What is needed is an exact copy of the records below, with the pictures left out.
** Opening DATA FOR PROCESSING block **
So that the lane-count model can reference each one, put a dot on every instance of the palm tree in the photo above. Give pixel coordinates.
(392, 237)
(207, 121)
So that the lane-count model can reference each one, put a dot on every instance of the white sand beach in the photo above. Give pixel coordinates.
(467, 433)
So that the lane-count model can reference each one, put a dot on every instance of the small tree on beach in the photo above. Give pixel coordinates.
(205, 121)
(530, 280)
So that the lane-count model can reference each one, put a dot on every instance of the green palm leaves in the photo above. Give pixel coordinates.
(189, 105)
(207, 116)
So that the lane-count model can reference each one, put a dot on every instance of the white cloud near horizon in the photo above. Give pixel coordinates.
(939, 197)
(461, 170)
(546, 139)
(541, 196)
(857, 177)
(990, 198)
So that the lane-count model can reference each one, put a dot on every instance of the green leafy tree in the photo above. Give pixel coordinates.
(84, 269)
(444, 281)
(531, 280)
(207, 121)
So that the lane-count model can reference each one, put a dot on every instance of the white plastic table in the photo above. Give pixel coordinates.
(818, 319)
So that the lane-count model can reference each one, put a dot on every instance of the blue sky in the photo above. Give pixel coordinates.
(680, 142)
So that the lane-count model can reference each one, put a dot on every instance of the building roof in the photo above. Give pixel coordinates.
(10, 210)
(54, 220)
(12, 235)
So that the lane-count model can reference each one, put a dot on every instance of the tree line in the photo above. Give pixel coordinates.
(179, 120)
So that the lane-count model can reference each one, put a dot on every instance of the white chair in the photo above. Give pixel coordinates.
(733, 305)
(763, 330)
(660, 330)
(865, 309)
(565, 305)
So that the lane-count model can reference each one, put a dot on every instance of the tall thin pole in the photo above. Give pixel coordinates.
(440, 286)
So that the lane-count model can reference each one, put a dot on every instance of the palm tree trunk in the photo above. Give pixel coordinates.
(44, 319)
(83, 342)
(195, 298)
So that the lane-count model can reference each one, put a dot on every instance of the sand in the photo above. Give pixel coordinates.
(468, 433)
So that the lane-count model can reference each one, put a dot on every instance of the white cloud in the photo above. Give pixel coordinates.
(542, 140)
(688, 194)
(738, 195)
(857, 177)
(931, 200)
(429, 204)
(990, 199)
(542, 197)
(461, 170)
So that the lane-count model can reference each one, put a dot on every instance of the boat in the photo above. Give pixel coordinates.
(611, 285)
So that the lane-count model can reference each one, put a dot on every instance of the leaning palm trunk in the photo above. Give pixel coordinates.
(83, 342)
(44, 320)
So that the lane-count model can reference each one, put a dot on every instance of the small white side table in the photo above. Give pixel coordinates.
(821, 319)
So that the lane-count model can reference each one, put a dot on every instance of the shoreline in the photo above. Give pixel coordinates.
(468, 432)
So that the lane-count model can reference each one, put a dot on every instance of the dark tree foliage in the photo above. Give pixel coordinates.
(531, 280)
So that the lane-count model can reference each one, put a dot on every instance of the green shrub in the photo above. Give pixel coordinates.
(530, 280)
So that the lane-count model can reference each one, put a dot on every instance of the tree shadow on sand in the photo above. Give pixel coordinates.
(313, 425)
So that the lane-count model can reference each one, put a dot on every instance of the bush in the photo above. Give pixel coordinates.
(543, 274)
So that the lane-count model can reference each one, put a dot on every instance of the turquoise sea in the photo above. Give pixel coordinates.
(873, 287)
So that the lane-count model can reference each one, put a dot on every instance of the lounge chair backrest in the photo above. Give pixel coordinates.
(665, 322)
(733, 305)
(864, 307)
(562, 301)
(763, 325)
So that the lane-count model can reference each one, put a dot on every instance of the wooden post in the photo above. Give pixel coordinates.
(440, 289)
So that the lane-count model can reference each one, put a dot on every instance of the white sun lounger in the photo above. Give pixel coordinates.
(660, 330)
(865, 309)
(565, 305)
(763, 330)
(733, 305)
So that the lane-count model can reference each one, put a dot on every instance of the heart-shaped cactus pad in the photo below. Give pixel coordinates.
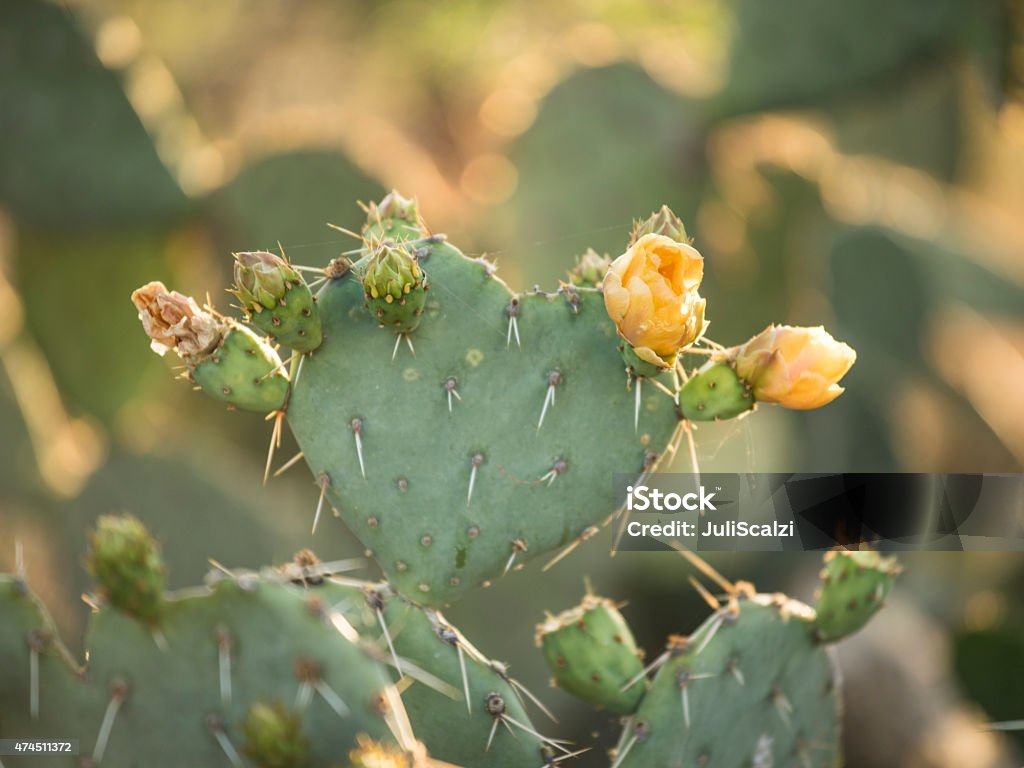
(439, 461)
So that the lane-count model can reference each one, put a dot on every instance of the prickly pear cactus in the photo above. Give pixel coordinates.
(754, 685)
(751, 687)
(455, 431)
(456, 687)
(481, 451)
(190, 683)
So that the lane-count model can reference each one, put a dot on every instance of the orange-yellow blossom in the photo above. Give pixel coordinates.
(798, 368)
(650, 293)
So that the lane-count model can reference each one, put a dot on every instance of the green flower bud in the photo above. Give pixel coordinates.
(126, 562)
(590, 268)
(395, 286)
(663, 222)
(261, 280)
(394, 217)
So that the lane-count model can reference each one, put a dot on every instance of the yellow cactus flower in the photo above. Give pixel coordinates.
(798, 368)
(650, 293)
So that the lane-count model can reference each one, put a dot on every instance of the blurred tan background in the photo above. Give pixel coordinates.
(858, 165)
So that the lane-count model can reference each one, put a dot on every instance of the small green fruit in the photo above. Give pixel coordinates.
(276, 300)
(664, 222)
(273, 737)
(592, 654)
(854, 585)
(395, 286)
(395, 218)
(715, 392)
(590, 268)
(126, 562)
(244, 371)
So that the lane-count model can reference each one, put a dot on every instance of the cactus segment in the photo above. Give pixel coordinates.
(395, 286)
(715, 392)
(494, 728)
(450, 492)
(126, 562)
(182, 700)
(244, 372)
(854, 586)
(591, 653)
(276, 300)
(753, 687)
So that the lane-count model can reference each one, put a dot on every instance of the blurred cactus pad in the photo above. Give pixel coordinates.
(299, 666)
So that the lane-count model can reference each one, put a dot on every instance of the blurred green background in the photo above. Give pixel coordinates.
(857, 165)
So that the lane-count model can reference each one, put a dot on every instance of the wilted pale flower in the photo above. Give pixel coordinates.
(795, 367)
(173, 321)
(650, 293)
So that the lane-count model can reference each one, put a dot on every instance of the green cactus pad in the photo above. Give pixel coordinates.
(425, 641)
(753, 687)
(468, 407)
(245, 372)
(165, 694)
(715, 392)
(854, 586)
(591, 653)
(126, 562)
** Closing DATA FOR PROCESSING block **
- FINAL ANSWER -
So that the lane-count model can reference each one, put a dot on every instance of the palm tree in the photo above. Give pixel coordinates.
(392, 237)
(207, 121)
So that the lane-count model can reference each one, put a dot on every instance of the white sand beach in the photo above. Give pixel coordinates.
(467, 433)
So that the lane-count model can reference each one, put a dot on every instance of the small tree on beach in the photo above. Give pixel coordinates.
(205, 121)
(530, 280)
So that the lane-count model can reference each one, put a dot on every instance of the green palm leaves in the photo above. Give pixel coordinates.
(189, 105)
(207, 116)
So that the lane-count model can reference each one, put a dot on every instance of the white cloud near horizon in the photo above. Give pixel coordinates.
(939, 197)
(461, 170)
(546, 139)
(541, 196)
(857, 177)
(990, 198)
So that the lane-count model can reference each one, put a dot on every instance of the green leafy tree in the photo above. Give pixel coordinates.
(84, 269)
(444, 281)
(531, 280)
(207, 121)
So that the lane-count model can reference each one, put a dot on every instance of the white plastic table in the photo above. Give pixel coordinates.
(818, 319)
So that the lane-count model can reference each one, put a dot on every instance of the blue sky in the photo above. Give pixel coordinates.
(680, 142)
So that the lane-count model can reference each one, put a dot on every instance of the building roof in the photo above. Give pixel coordinates.
(10, 210)
(54, 220)
(12, 235)
So that the lane-count model can reference each one, put a dot on every instance of the tree line in the photo above. Give pixel coordinates.
(179, 120)
So that the lane-count model can reference each one, put a dot on every instance of the white chair in the photo above. Give pixel coordinates.
(733, 305)
(763, 330)
(660, 330)
(865, 309)
(565, 305)
So that the lane-count model can reference each one, put a dot on every instance of the tall thin pole in the photo above. Give pixel coordinates.
(440, 286)
So that the lane-count model can reference each one, put a dot on every instance of the palm tree trunk in the photo above. Give pixel coordinates.
(44, 319)
(83, 342)
(195, 298)
So that the lane-count model can reference each one, put a dot on every instance of the sand in the photo above. Give pixel coordinates.
(468, 433)
So that the lane-count model can reference each one, put a dot on every instance of the white cloud in the photo above. Give pixel coordinates.
(542, 140)
(688, 194)
(738, 195)
(857, 177)
(931, 200)
(429, 204)
(990, 199)
(542, 197)
(461, 170)
So that the lane-count model can reference each one, put a dot on every instance of the boat in the photo above. Give pixel coordinates.
(611, 285)
So that the lane-count model can reference each one, put a dot on every instance of the leaning palm trunk in the photo above. Give pixel coordinates.
(83, 342)
(44, 320)
So that the lane-count model can reference each one, put a dot on every instance of the small white side table in the photo above. Give pixel coordinates.
(821, 319)
So that the lane-count model can reference each one, put a dot on every instance of the shoreline in the photo above. Give pixel coordinates.
(468, 432)
So that the lane-count model can reference each one, put a dot on every instance of the dark tree foliage in the photo above. Give pixel coordinates.
(531, 280)
So that the lane-count model can reference each one, put a dot on every instance of the green shrub in the photo above. Give pixel coordinates.
(530, 280)
So that the lane-count model can reference each one, put a dot on every instance of the tree shadow on sand in the photo above. Give pixel coordinates.
(313, 425)
So that the lane-count model can reference each one, put a dot on every instance of the bush in the photo above. Give pixel coordinates.
(543, 274)
So that the lane-count model can reference each one, put a dot on every instance of the turquoise sea in the photo above. Give pixel coordinates.
(873, 287)
So that the lane-count model can reference each one, put a dot on every instance of the lounge chair backrest in the photo above. Give pixel coordinates.
(665, 322)
(733, 305)
(864, 307)
(562, 301)
(763, 325)
So that the lane-count model can reference each one, put a dot on every instance of the wooden post in the photo above. Give pixel coordinates.
(440, 289)
So that the lane-count model can reference each one, put a dot on every instance of the white sun lounger in the photo above. Give pixel coordinates.
(660, 330)
(865, 309)
(565, 305)
(763, 330)
(733, 305)
So that the lane-count model can reference each one, put a dot on every instance of the heart-shaped cactus pad in the photo below. Give pixel coordinates.
(439, 461)
So that the lane-count model can reference each one, put a dot on every instance of the prickly pear cactus in the photo above. Give pixel coordinates.
(754, 685)
(751, 687)
(455, 431)
(456, 687)
(481, 451)
(190, 683)
So that the lane-count model can reference each one, put a dot on every instance of the orange-yellow blossom in the photo above. Give pixel coordinates.
(798, 368)
(650, 293)
So that the lane-count model can reference each one, put a dot on every instance of the green flower bud in the photo above. Give pixel coordinates.
(126, 562)
(590, 268)
(395, 286)
(663, 222)
(261, 280)
(394, 217)
So that the lane-count model can reference each one, put a dot on every instance of the yellow cactus flower in the photo above. Give pixel coordinates.
(798, 368)
(650, 293)
So that the lane-count model can reference each one, put a dot on every instance of the blurred tan background in the photo above. Give pixel coordinates.
(858, 165)
So that the lane-count model can reference each one, put a dot on every instance of the small green fruit in the photo above. Give pixel coordinates.
(276, 300)
(664, 222)
(273, 737)
(592, 654)
(854, 585)
(395, 286)
(395, 218)
(715, 392)
(590, 268)
(126, 562)
(244, 371)
So that the lane-count model can reference each one, put a dot on every instance of the cactus segment in the photo above. Give pixel coordinates.
(395, 286)
(715, 392)
(494, 728)
(450, 492)
(126, 562)
(182, 700)
(244, 372)
(854, 586)
(591, 653)
(276, 300)
(753, 687)
So that the lane-count model can reference each one, put a dot on every instance of the blurred cactus pad in the photo above. Give pixel coordinates.
(299, 666)
So that the lane-count model can reference each one, put a dot on every instance of the blurred green background in the photo above. Give pixel coordinates.
(857, 165)
So that the lane-count model can reference each one, put a dot on every instance of the wilted pale flower in the photo above. Give pixel coordinates.
(795, 367)
(173, 321)
(650, 293)
So that the lane-count model can reference each one, put a dot on every instance of the green cactus pad in the photo above. Give pixel coordinates.
(425, 641)
(753, 687)
(468, 407)
(245, 372)
(165, 694)
(715, 392)
(854, 586)
(591, 653)
(126, 562)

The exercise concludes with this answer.